▶ Directions
Please extract every line of the data below that contains the word "picture". Copy each such line in full, keeping the original order.

[Image entries for named regions]
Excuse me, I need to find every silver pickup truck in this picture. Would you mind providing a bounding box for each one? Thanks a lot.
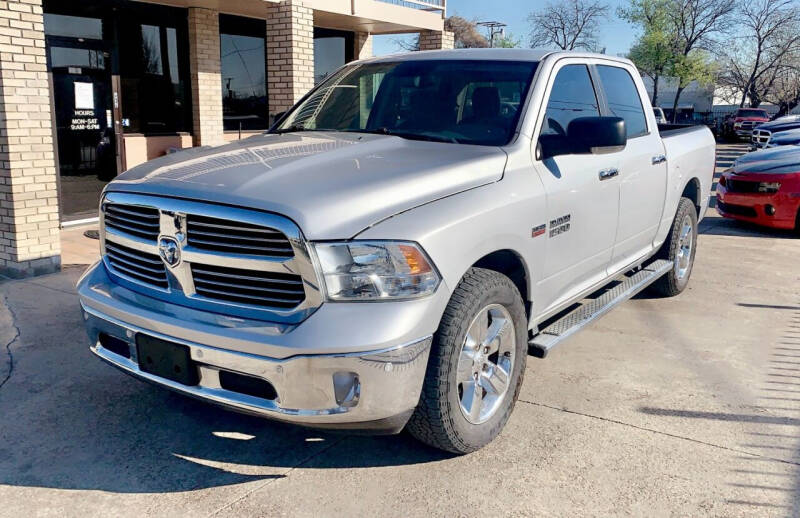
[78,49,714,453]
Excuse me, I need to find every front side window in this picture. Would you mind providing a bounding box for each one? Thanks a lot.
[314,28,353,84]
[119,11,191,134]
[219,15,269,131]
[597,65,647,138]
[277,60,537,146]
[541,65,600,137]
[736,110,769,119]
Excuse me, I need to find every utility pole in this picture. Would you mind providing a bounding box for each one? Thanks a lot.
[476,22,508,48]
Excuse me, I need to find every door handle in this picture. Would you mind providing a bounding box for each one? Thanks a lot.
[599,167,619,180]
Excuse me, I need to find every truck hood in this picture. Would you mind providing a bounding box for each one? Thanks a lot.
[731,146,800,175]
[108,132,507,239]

---

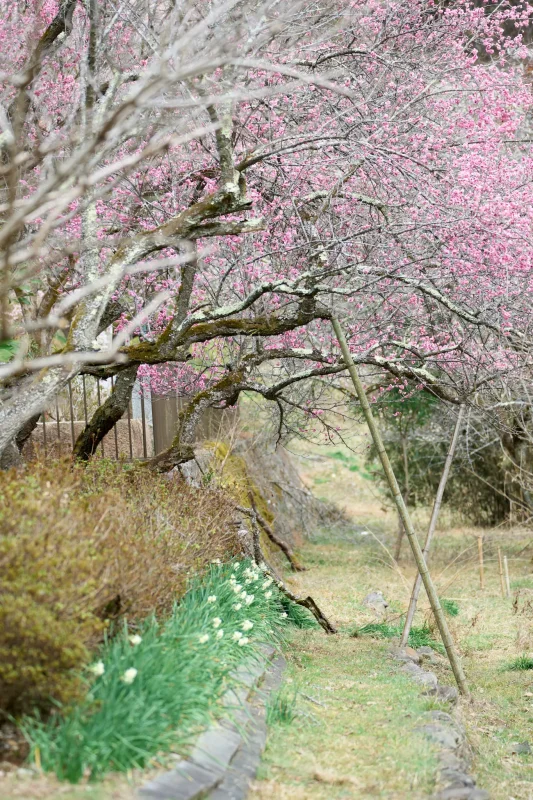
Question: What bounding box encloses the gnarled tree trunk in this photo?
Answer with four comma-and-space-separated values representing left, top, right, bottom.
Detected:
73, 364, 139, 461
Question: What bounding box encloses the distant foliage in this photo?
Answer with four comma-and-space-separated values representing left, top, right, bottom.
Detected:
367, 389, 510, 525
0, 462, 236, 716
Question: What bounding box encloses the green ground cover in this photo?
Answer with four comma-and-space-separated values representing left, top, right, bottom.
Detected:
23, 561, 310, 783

▶ Answer to the exercise
Excuse me, I need to find every silver pickup truck in this picture. Would you mind providing a bounding box for each one? Thanks a lot.
Excuse me, I need to find every front side window in this picture. Would you mind providing a bounding box for each one? Thanks a lot.
Excuse me, I need to find every utility pole in this picture. Would you mind providing a bounding box for each one? Thanks a lot.
Excuse me, I need to find every door handle in this picture. Would you mind providing a bounding box for each one? Thanks a lot.
Excuse me, I need to find every truck hood in this picture. Would you mind providing a bounding box for each one? Thanks a lot.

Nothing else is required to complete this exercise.